((

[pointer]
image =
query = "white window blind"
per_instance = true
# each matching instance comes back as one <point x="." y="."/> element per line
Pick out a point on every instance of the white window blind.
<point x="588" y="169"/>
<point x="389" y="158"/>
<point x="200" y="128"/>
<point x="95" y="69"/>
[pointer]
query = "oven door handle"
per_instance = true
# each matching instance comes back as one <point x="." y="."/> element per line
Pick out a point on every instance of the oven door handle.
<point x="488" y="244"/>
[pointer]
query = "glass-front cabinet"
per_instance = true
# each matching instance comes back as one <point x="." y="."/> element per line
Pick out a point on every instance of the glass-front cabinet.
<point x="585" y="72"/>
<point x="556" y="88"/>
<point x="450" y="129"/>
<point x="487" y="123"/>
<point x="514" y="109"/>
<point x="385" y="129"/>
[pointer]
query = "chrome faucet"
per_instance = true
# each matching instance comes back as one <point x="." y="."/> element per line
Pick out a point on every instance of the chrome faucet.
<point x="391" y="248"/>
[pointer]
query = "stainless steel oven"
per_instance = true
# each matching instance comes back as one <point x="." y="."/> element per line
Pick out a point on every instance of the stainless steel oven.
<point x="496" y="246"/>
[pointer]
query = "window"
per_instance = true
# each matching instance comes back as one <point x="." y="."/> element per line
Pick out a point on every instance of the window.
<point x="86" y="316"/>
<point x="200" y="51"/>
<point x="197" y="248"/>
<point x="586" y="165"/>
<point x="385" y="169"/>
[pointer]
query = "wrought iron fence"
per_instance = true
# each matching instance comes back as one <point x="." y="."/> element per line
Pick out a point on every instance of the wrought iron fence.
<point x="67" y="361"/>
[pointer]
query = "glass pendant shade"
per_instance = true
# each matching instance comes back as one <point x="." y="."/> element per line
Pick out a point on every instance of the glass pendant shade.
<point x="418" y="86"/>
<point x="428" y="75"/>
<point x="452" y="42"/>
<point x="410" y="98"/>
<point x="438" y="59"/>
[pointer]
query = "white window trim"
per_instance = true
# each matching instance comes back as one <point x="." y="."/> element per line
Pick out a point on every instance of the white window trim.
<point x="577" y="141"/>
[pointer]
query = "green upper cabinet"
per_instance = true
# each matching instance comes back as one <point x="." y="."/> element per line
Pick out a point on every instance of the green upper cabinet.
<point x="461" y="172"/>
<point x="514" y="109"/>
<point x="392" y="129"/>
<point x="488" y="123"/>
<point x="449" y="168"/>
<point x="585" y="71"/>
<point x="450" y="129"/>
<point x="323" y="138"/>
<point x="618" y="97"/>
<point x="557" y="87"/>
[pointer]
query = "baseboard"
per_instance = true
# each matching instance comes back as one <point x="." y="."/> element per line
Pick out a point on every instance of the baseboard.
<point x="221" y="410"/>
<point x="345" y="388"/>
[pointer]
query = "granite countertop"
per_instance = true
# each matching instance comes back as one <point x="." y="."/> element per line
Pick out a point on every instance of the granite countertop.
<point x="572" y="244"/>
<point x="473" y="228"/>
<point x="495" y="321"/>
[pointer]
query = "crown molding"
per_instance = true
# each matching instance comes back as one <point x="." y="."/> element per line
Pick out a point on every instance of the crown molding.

))

= PROBLEM DESCRIPTION =
Print the material in full, exactly as written.

= WRITTEN RESPONSE =
[pointer]
image =
query = "white window blind"
per_instance = true
# each matching instance comes back as one <point x="." y="."/> element per line
Pick out a point on every instance of the white window blind.
<point x="588" y="169"/>
<point x="389" y="158"/>
<point x="200" y="128"/>
<point x="95" y="69"/>
[pointer]
query = "oven door handle"
per_instance = true
# each matching instance comes back as one <point x="." y="."/> element per line
Pick out a point on every instance of the oven door handle.
<point x="488" y="244"/>
[pointer]
query = "glass-front cabinet"
per_instance = true
# each matching instance comes back as one <point x="." y="."/> element per line
Pick out a point on every instance of the glass-front cabinet.
<point x="585" y="72"/>
<point x="556" y="88"/>
<point x="450" y="129"/>
<point x="487" y="123"/>
<point x="514" y="109"/>
<point x="385" y="129"/>
[pointer]
query = "chrome faucet"
per_instance = true
# each matching instance comes back as one <point x="." y="."/> element per line
Pick out a point on every instance of the chrome faucet.
<point x="391" y="248"/>
[pointer]
query = "stainless steel oven"
per_instance = true
# each matching instance comes back as one <point x="." y="."/> element per line
Pick out a point on every instance of the stainless steel oven.
<point x="496" y="246"/>
[pointer]
query = "window"
per_instance = true
# each matching instance comes back as one <point x="." y="."/> element per line
Pick out a point on every instance of the window.
<point x="86" y="316"/>
<point x="200" y="51"/>
<point x="197" y="248"/>
<point x="586" y="165"/>
<point x="385" y="169"/>
[pointer]
query = "wrought iron fence"
per_instance = true
# each matching instance comes back as one <point x="." y="."/> element per line
Pick out a point on every instance of the wrought iron fence.
<point x="67" y="361"/>
[pointer]
query = "glass pendant shade"
per_instance = true
# each matching instance comes back as one <point x="." y="."/> element per line
Pick out a point on every instance of the glass pendant shade.
<point x="418" y="86"/>
<point x="428" y="75"/>
<point x="452" y="42"/>
<point x="410" y="98"/>
<point x="438" y="59"/>
[pointer]
query = "white window trim"
per_instance = true
# each matching instance comes back as one <point x="." y="."/> element per line
Pick out a point on every instance of the white window trim.
<point x="577" y="141"/>
[pointer]
query = "green upper cabinet"
per_instance = true
# each matching instance comes back as one <point x="." y="."/> element per line
Pick out a point on every instance of the green upper cabinet.
<point x="461" y="172"/>
<point x="514" y="109"/>
<point x="392" y="129"/>
<point x="488" y="123"/>
<point x="449" y="168"/>
<point x="585" y="71"/>
<point x="450" y="129"/>
<point x="323" y="138"/>
<point x="618" y="97"/>
<point x="557" y="87"/>
[pointer]
query = "baseboard"
per_instance = true
# each matching instance comes back as one <point x="." y="."/> element per line
Pick out a point on every instance of the baseboard.
<point x="221" y="410"/>
<point x="345" y="388"/>
[pointer]
query = "granite countertop"
per_instance = true
# each matching instance comes back as one <point x="." y="."/> element per line
Pick out a point on every instance of the granite countertop.
<point x="572" y="244"/>
<point x="473" y="228"/>
<point x="495" y="321"/>
[pointer]
query = "crown molding"
per_instance = true
# each matching instance comes back as one <point x="." y="."/> element per line
Pick out a point on every instance of the crown molding.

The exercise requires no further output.